___ Data shown

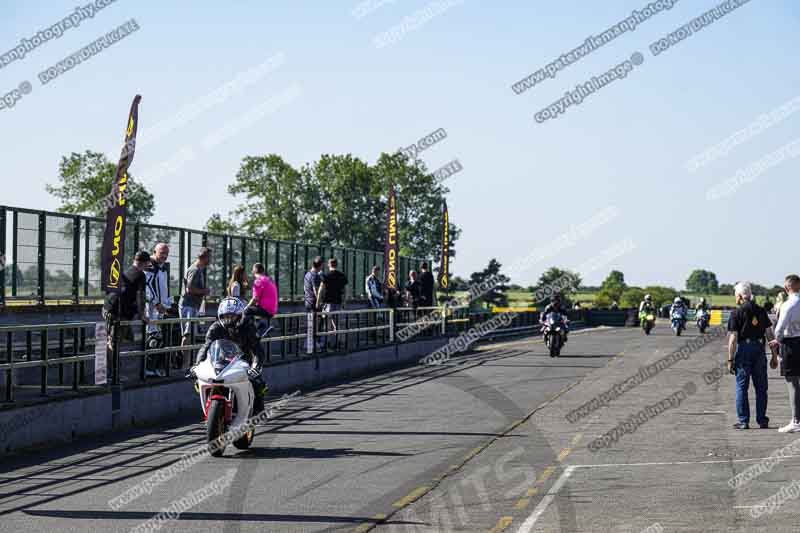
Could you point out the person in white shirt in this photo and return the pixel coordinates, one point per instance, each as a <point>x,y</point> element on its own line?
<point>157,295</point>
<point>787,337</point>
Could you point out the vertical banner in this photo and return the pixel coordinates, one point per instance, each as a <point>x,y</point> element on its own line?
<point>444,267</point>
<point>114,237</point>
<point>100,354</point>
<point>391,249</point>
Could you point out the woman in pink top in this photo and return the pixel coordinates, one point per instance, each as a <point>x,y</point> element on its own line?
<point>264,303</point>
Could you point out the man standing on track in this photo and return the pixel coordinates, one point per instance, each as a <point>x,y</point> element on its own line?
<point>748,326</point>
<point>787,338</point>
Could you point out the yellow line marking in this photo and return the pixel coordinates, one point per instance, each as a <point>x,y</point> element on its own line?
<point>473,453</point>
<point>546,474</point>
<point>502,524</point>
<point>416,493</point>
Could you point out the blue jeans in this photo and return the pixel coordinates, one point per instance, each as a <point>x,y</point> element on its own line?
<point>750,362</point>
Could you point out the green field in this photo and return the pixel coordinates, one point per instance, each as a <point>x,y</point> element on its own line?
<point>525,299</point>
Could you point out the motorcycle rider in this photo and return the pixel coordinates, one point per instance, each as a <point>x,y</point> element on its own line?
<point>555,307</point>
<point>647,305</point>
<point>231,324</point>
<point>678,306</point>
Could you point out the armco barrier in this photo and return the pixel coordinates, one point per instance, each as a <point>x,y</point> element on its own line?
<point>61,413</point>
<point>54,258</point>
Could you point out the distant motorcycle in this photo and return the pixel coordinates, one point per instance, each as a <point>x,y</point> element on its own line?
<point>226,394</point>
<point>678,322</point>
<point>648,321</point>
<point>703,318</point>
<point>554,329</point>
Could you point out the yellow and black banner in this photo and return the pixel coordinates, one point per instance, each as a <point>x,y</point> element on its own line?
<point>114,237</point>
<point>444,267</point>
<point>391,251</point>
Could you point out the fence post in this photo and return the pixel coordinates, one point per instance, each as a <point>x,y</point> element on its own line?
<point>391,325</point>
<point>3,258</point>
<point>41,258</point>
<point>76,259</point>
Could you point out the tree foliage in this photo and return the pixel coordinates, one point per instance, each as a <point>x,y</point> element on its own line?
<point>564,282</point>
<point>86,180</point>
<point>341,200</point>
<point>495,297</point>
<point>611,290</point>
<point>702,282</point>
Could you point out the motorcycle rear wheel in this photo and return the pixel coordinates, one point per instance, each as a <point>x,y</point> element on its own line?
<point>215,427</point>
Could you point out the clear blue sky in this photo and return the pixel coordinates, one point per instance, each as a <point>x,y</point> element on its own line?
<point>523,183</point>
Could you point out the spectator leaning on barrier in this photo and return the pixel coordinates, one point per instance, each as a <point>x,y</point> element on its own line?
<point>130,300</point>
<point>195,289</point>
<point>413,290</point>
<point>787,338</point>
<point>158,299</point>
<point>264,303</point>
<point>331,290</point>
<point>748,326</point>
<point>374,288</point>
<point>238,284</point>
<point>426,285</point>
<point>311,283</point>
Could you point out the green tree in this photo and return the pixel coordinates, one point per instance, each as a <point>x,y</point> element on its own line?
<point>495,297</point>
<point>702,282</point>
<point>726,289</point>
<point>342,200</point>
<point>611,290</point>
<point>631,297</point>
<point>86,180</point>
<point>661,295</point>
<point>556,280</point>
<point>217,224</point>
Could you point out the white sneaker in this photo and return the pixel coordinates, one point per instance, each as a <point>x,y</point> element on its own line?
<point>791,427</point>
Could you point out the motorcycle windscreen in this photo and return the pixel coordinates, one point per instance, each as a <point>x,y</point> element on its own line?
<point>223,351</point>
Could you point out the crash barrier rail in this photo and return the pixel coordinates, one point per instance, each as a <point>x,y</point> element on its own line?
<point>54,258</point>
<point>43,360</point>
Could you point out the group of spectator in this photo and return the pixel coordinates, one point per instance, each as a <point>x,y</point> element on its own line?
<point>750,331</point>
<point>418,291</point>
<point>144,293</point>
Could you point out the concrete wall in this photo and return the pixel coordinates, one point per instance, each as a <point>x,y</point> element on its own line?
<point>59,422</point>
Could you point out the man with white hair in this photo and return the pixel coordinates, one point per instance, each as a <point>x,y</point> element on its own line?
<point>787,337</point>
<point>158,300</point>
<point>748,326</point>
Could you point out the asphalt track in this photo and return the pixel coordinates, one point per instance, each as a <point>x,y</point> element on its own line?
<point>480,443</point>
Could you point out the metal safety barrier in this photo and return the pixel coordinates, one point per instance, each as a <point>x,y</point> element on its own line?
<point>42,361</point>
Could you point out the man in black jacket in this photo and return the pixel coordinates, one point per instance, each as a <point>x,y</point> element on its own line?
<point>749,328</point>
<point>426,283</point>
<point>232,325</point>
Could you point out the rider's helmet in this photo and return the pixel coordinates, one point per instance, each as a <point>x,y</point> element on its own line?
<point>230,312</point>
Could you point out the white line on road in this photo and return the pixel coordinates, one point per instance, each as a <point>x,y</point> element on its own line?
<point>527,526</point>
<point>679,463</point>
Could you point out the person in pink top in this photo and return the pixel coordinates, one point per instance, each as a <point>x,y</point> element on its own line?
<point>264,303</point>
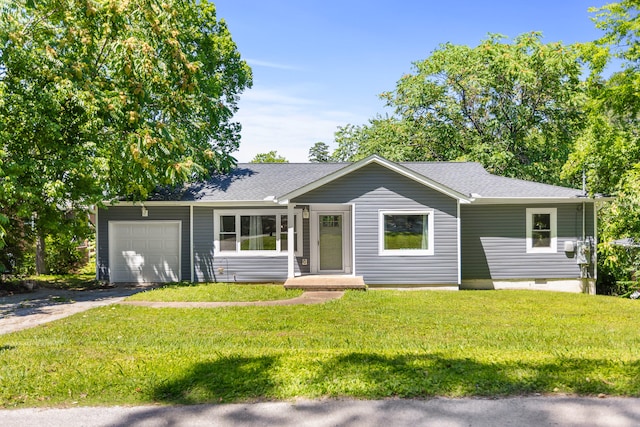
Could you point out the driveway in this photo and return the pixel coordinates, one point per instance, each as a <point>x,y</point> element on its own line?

______
___ Data shown

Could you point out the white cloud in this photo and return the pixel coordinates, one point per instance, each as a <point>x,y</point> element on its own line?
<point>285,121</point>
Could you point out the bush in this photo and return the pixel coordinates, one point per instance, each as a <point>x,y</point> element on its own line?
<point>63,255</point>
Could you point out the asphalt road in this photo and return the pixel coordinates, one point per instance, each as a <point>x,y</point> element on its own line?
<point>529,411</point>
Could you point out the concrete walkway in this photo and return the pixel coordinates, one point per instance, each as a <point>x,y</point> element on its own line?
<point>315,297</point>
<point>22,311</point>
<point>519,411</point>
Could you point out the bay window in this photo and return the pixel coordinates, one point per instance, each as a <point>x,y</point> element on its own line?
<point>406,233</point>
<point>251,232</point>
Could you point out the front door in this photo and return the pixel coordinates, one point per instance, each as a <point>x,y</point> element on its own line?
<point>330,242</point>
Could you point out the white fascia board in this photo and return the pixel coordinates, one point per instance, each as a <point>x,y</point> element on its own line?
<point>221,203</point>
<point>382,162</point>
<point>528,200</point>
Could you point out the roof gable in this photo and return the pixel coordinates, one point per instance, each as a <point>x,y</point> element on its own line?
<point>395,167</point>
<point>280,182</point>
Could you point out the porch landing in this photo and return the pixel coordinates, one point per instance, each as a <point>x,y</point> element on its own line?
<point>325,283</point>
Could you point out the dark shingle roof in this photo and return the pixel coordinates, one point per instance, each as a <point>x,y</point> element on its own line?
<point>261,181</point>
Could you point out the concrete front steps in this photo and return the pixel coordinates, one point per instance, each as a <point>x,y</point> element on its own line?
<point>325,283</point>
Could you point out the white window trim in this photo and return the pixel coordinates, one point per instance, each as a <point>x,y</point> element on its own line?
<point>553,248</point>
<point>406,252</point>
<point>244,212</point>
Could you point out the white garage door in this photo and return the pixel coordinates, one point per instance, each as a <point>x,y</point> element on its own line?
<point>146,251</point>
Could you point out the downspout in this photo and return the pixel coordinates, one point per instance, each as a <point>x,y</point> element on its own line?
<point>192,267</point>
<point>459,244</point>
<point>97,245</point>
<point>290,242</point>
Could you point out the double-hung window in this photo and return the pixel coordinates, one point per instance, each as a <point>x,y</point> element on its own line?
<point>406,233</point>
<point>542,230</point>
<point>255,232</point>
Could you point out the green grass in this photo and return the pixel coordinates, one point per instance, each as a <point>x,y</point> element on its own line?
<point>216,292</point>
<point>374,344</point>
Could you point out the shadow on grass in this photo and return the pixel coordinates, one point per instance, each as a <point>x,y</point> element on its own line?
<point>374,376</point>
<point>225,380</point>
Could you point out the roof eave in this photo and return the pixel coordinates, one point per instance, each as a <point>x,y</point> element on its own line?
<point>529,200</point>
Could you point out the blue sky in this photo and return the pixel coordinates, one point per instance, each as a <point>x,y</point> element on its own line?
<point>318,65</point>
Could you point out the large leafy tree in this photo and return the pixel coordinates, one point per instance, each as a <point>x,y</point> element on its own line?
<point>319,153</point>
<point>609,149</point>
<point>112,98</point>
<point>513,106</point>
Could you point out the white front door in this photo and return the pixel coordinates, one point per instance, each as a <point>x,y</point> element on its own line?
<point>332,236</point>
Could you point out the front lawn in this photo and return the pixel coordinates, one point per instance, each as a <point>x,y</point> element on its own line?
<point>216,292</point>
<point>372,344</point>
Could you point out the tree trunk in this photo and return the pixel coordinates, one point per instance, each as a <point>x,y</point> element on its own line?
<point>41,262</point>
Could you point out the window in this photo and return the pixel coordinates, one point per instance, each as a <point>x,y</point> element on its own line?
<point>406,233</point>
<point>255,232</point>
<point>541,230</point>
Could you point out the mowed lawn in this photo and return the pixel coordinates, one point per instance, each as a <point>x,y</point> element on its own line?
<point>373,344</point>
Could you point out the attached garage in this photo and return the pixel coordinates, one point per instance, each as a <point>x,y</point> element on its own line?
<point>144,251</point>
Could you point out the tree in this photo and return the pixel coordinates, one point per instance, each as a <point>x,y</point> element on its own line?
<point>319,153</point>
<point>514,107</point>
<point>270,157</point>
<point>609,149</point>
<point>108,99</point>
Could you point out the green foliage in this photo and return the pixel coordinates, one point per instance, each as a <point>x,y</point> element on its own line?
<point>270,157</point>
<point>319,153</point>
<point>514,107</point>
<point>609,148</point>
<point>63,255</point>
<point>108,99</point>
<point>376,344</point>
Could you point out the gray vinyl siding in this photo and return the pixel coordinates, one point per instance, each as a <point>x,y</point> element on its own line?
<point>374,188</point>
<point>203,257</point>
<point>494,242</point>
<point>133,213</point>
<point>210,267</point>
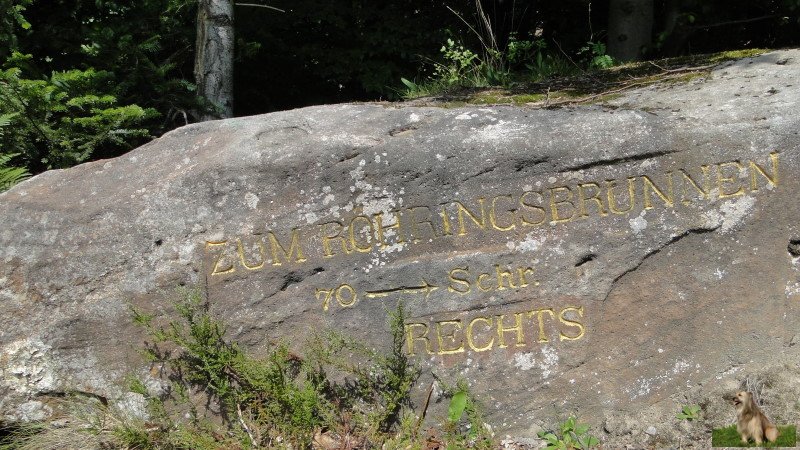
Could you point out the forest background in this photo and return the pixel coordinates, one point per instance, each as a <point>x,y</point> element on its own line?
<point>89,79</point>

______
___ Data shown

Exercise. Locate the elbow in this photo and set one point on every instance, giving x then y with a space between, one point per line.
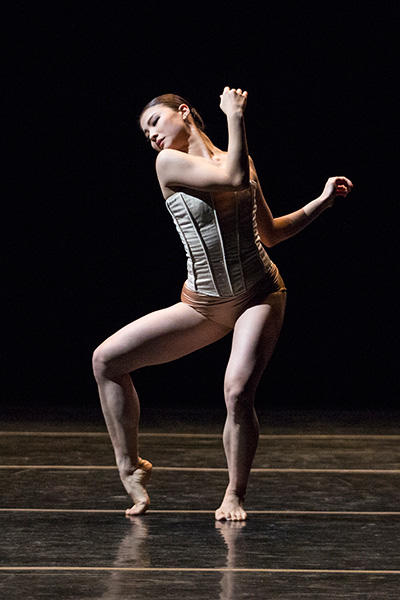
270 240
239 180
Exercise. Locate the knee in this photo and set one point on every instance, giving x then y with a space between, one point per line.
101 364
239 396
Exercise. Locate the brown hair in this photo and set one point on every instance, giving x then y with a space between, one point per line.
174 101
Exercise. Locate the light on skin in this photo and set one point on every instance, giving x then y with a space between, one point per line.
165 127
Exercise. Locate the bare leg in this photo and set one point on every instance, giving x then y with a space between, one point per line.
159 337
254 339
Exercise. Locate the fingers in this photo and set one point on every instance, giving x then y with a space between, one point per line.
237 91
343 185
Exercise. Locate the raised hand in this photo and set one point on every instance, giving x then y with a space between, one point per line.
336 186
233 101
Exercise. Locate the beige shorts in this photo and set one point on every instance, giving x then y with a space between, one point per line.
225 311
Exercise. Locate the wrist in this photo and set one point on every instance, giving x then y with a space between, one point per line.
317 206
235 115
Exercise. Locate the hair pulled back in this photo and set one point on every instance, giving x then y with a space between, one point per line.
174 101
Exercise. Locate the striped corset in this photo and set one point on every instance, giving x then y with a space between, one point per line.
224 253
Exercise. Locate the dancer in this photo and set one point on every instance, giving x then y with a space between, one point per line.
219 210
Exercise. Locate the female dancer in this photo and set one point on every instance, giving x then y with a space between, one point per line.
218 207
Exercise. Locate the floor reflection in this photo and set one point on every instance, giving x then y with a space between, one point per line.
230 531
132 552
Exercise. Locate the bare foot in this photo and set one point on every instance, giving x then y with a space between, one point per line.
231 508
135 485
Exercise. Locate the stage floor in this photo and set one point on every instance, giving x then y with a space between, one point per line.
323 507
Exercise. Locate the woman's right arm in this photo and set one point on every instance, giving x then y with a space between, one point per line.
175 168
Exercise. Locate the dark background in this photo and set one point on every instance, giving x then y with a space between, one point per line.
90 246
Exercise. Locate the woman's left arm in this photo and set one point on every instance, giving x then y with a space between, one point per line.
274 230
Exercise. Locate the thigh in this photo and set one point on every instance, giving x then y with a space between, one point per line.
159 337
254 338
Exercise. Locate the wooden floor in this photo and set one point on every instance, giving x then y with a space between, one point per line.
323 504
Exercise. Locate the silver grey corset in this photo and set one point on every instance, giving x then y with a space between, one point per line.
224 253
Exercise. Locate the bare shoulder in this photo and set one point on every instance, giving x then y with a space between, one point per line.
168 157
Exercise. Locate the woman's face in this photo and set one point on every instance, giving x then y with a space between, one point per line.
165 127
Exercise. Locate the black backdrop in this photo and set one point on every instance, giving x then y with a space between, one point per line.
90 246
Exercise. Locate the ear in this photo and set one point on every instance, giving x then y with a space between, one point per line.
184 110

______

■ **Task description**
Give back the exact lines above, running from the one that has "Could you point out the person in pink" through the one that has "Could you point out the driveway", with nothing added and no pictures.

■ **Response to this task**
Could you point out the person in pink top in this photo and return the pixel coordinates, one point per instance, each as a <point>x,y</point> element on its own line?
<point>264,303</point>
Could you point out the driveway in this photo and return the pixel coordinates, one point per instance, each as a <point>x,y</point> element on its own line?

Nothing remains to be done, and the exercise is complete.